━━ DATA PROVIDED

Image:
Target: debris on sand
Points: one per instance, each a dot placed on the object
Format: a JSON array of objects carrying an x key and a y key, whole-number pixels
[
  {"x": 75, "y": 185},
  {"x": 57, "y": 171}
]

━━━━

[TASK STATEMENT]:
Copy every line of the records above word for word, with nothing changed.

[COMPLETED TASK]:
Image:
Target: debris on sand
Points: one per instance, each a dot placed on the object
Format: a JSON array of objects carrying an x key and a y key, whole-number pixels
[
  {"x": 75, "y": 185},
  {"x": 57, "y": 171}
]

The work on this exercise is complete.